§ PASSAGE FOURNI
■ ■ ■ ■ ■

Loin des discours hystérisés en vogue dans certaines fractions de l’opinion, la Grèce tient le coup et la vie y a repris comme si la crise n’existait pas. Ou presque. En tout le cas, le pays est très loin du chaos que certains imaginent.

À Athènes, le 15 août 2017 a curieusement et furieusement ressemblé à tous les 15 août précédents. Les rues accablées de chaleur grouillaient, dans les quartiers proches de l’Acropole, de touristes en effervescence. Les autres quartiers étaient morts de silence et de calme. La plupart des Athéniens avaient profité des fêtes mariales pour rejoindre leur résidence secondaire, lorsqu’ils en ont une, sur une île: à Spetsae, à Hydra. Ou bien ils se sont terrés chez eux. Ou bien ils sont allés à la plage. Dans Athènes, tous les magasins de la rue Hermès (l’Hermou, comme on dit ici) étaient fermés. La ville, comme tous les ans, a fonctionné au ralenti.

Les Athéniens continuent à fréquenter les terrasses

Bien sûr, ce sont des apparences. Mais les apparences grecques sont sauves. Aux terrasses, il n’y a pas que des touristes. Même au cossu bar Galaxy de l’hôtel Hilton, les « locaux » se mêlent aux touristes. Aucun signe d’inflexion dans l’activité n’y est sensible. Une tribu de serveurs s’agitent pour servir les clients qui profitent du soleil face à l’une des plus impressionnantes vues sur l’Acropole.

Derrière les collines de l’Attique, le soleil se couche. Les éclairages des bateaux en rade du Pirée commencent à luire dans la nuit. Et le grec se mêle à l’anglais, au russe, au français, entre les cocktails et les smoothies qui paressent sur les tables.

Psiri la bobo s’embellit

En 2010, j’avais été étonné par l’état de délabrement de Psiri, le quartier sorti de ses ruines dans les années 2000 entre Omonia et Monastiraki. Régnait alors un sentiment d’insécurité dans les rues. Des drogués jonchaient le sol et d’impressionnants cars de police occupaient le terrain pour y maintenir l’ordre.

Aujourd’hui, Psiri est sorti de ce cauchemar. Certes, sur certains trottoirs, on trouve de temps à autre une jeune droguée, décharnée, épuisée, qui tend la main pour avoir quelques pièces dont on ne sait l’usage qu’elle fera. Mais c’est désormais une exception.

Les rues sont plus propres et le quartier semble avoir retrouver la dynamique d’expansion et de restauration qu’il avait connue dans les années 2000. Les restaurants à la mode y font toujours la loi et la fête a repris.

Exarchia l’anarchiste se met au végé

Autre signe qui ne trompe pas, dans Exarchia l’anarchiste, l’ambiance est au calme. Comme toujours, les slogans les plus radicaux y sont taggés sur les murs. Mais le quartier semble s’être endormi à l’occasion du 15 août et on n’y entend plus retentir les agitations qu’on pouvait y connaître.

■ ■ ■ ■ ■

§ CONSIGNE 1
Reproduisez, s'il vous plaît, tout le passage du texte sur Athènes qui va de « Les Athéniens continuent » jusqu'à « vues sur l’Acropole. ».
§ CONSIGNE 2
Répondez à ces questions sur le texte sur Athènes :
(a) Sur quelles îles les Athéniens qui en ont une ont-ils rejoint leur résidence secondaire ?
(b) Comment s'appelle le bar de l'hôtel Hilton où les « locaux » se mêlent aux touristes ?
(c) Entre quels quartiers se trouve Psiri ?

■ ■ ■ ■ ■

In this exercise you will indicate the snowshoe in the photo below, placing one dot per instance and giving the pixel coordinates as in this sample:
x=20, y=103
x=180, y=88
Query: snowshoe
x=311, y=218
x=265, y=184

■ ■ ■ ■ ■

§ RÉPONSE FINALE 1
Les Athéniens continuent à fréquenter les terrasses

Bien sûr, ce sont des apparences. Mais les apparences grecques sont sauves. Aux terrasses, il n’y a pas que des touristes. Même au cossu bar Galaxy de l’hôtel Hilton, les « locaux » se mêlent aux touristes. Aucun signe d’inflexion dans l’activité n’y est sensible. Une tribu de serveurs s’agitent pour servir les clients qui profitent du soleil face à l’une des plus impressionnantes vues sur l’Acropole.

§ RÉPONSE FINALE 2
(a) À Spetsae et à Hydra.
(b) Le bar Galaxy.
(c) Entre Omonia et Monastiraki.